Count the lines in the records below that contain the string "bell". Give only the number.
--- START OF Extracted records ---
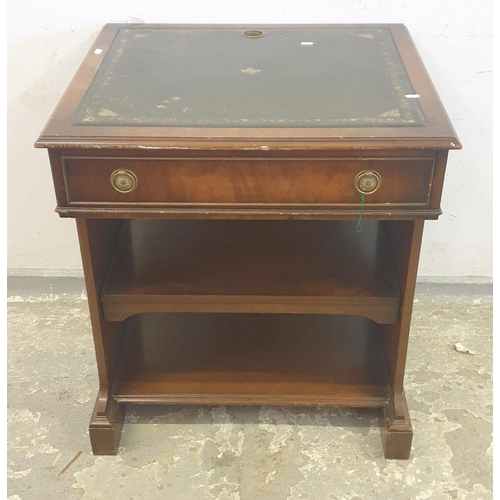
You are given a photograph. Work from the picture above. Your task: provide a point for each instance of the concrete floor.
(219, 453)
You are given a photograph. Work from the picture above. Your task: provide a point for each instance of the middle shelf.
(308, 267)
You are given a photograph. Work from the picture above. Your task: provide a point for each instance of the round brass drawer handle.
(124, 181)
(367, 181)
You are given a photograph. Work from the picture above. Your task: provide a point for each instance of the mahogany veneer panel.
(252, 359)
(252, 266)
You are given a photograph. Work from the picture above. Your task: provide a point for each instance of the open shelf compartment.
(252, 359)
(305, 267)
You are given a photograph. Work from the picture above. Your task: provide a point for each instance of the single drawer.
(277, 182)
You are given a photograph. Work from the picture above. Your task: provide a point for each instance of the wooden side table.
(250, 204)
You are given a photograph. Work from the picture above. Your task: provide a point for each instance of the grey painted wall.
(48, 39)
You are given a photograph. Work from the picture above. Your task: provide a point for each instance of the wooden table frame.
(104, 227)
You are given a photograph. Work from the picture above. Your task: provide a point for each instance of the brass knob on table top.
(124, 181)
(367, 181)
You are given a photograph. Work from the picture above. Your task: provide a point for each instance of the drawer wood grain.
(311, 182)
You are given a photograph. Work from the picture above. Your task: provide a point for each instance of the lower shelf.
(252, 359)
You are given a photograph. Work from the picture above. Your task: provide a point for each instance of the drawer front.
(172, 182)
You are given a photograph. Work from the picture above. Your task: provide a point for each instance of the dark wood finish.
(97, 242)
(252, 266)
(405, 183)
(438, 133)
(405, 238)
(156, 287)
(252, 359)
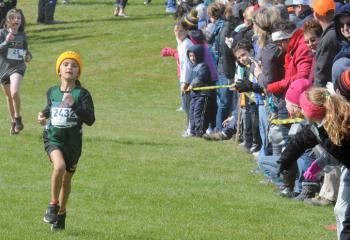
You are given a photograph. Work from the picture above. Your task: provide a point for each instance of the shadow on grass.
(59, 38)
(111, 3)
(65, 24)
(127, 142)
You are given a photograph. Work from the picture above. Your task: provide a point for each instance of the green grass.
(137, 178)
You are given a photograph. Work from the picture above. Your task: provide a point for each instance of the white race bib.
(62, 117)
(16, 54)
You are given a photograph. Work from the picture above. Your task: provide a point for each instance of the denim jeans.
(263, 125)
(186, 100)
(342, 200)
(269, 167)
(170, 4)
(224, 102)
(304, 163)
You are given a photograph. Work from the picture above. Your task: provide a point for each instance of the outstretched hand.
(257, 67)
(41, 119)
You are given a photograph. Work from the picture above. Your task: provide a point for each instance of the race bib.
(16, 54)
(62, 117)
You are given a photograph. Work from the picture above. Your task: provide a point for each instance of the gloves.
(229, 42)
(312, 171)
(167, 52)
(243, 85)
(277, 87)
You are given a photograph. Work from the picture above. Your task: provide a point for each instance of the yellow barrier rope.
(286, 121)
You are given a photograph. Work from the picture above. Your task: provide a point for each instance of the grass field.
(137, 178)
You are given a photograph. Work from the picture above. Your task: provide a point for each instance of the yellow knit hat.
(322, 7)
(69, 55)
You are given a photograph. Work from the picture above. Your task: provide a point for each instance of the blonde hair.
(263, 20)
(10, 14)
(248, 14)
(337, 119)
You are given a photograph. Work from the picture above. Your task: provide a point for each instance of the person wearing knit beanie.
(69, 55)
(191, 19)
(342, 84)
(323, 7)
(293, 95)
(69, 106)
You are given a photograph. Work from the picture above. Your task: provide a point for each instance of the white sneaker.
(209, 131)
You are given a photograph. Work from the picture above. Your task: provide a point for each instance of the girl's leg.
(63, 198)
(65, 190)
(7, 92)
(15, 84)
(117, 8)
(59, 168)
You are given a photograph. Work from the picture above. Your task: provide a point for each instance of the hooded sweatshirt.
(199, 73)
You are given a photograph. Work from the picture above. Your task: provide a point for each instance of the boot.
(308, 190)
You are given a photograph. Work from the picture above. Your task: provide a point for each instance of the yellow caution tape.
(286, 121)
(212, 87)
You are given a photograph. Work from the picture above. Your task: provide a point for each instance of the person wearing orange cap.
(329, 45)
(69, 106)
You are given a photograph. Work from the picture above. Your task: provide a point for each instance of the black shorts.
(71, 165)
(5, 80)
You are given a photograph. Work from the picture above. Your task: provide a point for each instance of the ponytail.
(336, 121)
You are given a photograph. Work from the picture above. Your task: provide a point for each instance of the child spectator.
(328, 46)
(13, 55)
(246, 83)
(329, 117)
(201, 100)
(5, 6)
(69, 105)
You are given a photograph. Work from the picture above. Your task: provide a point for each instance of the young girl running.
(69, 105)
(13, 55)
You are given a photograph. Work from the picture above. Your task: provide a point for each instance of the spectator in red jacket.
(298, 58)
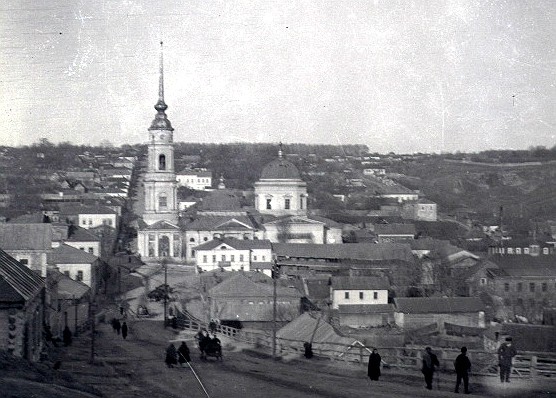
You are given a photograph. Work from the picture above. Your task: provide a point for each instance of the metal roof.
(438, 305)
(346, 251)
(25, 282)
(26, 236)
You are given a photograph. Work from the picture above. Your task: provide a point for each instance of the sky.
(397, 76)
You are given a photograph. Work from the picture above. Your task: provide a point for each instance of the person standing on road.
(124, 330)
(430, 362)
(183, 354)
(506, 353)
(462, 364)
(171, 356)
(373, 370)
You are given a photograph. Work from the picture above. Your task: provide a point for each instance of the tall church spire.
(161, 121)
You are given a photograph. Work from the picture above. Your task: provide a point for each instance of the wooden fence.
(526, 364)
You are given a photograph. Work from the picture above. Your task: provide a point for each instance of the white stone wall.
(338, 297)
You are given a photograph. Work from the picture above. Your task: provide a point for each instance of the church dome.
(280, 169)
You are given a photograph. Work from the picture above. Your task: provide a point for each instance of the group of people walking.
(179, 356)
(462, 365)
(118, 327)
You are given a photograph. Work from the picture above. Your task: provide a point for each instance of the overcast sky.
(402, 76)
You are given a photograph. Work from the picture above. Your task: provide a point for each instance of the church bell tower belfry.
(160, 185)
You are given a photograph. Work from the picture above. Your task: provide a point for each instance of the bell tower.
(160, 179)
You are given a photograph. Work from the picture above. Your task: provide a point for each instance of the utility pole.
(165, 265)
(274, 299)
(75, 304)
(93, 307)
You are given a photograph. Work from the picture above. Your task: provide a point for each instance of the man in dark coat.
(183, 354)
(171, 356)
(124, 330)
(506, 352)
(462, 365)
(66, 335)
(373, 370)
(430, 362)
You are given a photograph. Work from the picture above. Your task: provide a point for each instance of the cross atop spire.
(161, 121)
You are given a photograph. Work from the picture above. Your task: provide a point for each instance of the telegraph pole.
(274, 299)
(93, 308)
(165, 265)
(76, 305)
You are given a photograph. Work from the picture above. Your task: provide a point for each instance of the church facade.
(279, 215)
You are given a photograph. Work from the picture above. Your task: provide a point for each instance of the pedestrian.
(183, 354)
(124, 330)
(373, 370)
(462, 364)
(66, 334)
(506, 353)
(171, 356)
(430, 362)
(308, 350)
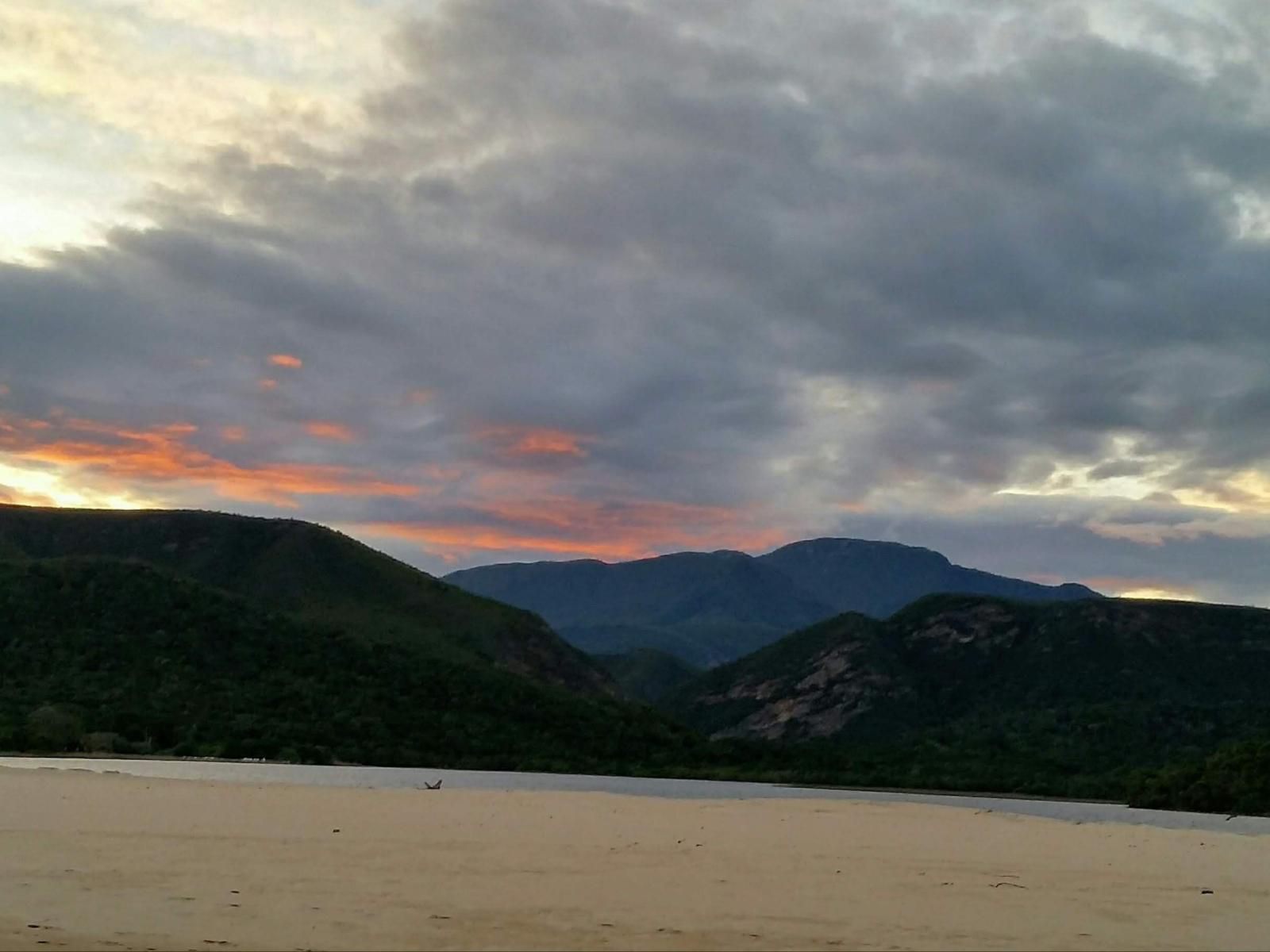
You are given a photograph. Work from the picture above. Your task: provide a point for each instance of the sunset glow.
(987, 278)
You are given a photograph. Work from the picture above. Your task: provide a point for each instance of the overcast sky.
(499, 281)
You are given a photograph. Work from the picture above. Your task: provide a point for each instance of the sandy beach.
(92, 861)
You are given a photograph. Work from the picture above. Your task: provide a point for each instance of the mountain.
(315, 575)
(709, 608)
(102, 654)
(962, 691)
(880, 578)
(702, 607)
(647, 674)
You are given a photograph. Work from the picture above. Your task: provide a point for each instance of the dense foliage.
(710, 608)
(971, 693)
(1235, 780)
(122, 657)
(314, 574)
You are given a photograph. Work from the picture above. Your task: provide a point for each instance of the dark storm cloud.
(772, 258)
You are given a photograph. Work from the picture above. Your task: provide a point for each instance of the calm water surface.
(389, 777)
--- END OF Extracted records ---
--- START OF Extracted records ---
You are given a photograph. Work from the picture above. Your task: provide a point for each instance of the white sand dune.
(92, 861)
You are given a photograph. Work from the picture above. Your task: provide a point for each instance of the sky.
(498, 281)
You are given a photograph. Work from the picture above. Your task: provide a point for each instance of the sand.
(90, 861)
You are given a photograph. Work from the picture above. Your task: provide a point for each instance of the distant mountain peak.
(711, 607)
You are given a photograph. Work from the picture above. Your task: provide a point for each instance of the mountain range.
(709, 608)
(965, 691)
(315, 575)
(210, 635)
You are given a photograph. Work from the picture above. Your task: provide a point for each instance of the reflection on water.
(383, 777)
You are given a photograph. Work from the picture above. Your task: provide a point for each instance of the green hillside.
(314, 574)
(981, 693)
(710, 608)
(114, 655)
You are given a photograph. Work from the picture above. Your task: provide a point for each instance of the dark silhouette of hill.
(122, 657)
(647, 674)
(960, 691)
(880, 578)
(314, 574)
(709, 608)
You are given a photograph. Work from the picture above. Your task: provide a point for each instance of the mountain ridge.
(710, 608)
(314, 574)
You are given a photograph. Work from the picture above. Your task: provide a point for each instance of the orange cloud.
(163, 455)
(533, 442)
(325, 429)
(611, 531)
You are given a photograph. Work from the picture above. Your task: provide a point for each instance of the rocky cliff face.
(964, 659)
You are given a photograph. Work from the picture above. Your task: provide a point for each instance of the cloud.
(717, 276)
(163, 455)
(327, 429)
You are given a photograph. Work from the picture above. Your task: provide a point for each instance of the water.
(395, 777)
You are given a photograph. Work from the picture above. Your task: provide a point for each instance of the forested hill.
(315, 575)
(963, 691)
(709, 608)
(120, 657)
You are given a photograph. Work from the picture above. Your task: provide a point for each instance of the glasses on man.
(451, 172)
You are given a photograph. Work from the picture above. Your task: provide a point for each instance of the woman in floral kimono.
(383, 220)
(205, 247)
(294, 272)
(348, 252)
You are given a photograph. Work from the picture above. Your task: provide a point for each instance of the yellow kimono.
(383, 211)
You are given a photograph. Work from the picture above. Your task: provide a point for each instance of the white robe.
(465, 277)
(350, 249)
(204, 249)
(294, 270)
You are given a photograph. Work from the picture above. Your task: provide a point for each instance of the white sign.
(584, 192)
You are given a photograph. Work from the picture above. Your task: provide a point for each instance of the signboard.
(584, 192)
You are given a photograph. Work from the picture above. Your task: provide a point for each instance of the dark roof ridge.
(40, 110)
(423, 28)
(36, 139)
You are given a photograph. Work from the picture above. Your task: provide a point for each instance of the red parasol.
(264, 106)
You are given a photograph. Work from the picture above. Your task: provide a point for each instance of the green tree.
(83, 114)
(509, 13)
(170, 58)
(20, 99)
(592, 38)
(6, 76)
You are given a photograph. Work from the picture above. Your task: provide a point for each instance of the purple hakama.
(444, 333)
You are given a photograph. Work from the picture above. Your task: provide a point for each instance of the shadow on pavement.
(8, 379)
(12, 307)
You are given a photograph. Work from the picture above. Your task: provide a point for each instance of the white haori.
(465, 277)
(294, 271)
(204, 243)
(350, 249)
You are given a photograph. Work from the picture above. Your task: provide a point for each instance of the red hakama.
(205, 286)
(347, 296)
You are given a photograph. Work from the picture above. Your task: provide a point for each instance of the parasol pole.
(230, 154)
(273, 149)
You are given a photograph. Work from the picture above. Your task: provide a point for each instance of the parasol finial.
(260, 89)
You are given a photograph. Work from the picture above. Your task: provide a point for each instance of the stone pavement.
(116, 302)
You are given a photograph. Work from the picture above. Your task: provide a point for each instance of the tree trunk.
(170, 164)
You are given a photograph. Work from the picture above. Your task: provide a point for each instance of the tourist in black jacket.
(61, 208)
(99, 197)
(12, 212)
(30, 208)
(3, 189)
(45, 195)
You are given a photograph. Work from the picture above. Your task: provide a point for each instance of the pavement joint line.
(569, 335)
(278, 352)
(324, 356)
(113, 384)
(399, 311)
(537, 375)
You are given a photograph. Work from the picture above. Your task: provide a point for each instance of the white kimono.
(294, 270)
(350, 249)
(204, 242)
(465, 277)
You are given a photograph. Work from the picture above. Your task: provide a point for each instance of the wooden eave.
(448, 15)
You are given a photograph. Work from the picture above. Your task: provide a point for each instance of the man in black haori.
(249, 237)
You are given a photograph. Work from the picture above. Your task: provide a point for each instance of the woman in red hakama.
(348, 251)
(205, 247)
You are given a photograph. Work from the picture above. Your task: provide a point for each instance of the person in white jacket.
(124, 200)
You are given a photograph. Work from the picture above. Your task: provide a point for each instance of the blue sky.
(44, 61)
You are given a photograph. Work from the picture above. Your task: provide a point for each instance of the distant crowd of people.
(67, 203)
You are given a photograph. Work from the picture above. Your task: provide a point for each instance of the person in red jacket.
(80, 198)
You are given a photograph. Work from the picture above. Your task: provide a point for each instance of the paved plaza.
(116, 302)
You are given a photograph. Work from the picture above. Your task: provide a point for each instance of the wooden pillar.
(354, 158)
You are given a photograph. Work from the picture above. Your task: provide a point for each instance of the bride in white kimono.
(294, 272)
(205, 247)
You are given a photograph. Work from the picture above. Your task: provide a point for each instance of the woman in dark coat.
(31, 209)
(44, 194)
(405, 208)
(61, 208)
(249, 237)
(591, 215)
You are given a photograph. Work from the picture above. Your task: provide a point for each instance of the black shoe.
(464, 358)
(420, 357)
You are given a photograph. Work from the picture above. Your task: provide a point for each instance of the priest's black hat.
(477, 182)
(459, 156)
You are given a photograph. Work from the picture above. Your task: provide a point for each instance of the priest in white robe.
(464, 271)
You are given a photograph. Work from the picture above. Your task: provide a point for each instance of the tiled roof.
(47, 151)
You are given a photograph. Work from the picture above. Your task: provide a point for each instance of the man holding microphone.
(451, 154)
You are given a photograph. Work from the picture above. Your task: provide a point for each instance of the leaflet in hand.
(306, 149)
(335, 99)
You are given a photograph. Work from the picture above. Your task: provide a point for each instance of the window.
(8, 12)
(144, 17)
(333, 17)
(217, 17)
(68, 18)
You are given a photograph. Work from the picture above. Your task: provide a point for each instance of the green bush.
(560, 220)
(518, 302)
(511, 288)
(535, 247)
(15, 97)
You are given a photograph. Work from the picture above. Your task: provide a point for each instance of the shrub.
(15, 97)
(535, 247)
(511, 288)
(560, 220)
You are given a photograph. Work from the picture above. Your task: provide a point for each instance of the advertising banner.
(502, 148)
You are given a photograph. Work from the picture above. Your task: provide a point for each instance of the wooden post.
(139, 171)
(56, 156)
--- END OF Extracted records ---
# [Finished exercise]
2